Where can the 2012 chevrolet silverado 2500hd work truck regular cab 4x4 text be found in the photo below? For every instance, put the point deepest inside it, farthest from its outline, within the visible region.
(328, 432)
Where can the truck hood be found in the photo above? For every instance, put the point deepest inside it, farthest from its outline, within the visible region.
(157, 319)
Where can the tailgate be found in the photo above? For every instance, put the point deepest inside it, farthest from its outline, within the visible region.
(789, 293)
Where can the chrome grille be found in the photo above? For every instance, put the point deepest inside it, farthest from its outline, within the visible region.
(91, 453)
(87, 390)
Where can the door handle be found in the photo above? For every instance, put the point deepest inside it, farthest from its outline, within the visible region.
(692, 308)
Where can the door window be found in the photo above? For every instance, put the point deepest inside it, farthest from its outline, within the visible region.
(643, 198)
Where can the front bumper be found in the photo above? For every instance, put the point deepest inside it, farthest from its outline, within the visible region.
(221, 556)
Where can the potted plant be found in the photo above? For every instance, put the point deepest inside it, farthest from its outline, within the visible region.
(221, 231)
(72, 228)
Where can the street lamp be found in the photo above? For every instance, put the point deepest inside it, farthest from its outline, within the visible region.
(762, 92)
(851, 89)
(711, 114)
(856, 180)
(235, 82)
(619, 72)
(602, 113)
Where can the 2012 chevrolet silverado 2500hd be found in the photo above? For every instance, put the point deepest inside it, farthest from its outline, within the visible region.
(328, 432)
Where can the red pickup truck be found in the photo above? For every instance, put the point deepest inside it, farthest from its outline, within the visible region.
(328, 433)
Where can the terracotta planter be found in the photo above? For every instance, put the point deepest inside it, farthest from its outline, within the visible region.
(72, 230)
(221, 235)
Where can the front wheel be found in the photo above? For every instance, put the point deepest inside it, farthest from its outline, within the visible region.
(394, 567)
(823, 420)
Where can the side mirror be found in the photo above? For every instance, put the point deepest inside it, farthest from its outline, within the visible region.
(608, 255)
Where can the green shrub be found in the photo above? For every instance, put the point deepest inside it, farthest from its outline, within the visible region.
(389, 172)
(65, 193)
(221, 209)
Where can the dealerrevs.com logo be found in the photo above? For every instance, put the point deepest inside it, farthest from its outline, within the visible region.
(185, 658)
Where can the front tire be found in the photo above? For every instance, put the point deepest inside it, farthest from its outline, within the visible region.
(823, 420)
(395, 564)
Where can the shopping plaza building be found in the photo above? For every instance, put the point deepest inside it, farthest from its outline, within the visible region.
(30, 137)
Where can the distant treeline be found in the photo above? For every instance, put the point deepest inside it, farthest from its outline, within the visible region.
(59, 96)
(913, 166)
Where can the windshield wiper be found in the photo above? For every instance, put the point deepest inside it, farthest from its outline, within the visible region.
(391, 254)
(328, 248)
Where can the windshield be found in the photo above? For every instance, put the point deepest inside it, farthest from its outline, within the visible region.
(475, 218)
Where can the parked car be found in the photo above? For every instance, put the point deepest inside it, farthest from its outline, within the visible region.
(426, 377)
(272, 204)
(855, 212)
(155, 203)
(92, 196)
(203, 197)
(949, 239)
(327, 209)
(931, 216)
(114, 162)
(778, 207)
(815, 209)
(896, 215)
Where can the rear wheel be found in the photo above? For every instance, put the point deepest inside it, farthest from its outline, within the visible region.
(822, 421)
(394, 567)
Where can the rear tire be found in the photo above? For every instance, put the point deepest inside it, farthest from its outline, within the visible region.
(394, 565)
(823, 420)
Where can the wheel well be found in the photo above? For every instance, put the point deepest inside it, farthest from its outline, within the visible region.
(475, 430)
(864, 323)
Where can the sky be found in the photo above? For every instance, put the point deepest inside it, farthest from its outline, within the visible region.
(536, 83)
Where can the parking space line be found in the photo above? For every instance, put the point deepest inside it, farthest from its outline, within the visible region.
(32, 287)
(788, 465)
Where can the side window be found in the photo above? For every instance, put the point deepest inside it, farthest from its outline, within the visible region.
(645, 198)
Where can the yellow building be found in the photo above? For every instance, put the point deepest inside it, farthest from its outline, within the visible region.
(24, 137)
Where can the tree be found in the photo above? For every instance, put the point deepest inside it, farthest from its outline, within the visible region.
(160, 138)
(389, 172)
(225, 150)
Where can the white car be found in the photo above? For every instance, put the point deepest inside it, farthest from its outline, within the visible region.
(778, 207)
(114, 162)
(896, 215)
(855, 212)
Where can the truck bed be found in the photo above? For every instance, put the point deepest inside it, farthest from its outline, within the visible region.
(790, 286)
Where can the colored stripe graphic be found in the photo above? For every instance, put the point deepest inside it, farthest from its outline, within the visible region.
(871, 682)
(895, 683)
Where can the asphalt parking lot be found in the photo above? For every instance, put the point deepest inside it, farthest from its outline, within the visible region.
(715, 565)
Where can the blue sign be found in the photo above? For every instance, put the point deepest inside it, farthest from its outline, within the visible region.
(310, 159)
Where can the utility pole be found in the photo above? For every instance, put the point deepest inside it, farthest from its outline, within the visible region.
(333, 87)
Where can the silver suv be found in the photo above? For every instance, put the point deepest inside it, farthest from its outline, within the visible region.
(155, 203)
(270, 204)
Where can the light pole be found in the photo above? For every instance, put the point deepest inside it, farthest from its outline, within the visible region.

____________________

> **ACTIVITY**:
Every line from the one containing "Where can the blue" through the last line of the entries should be output exactly; nothing else belongs in the reply.

> **RESPONSE BELOW**:
Where can the blue sign be found in the photo above? For every instance, put the point deepest inside it, farthest from its outline, within the visible region.
(310, 159)
Where can the utility pole be found in the photo above? For every instance, put the point deepest inside it, farthest from its outline, within the visible region.
(333, 87)
Where can the silver suv be found in the photo above? For every instance, put the point deepest inside it, farthest from its outline, within the visible region.
(155, 203)
(270, 204)
Where can the light pole be found in the photo above? For every instance, put the point deepest inside it, farthest from its outline, within the visible region.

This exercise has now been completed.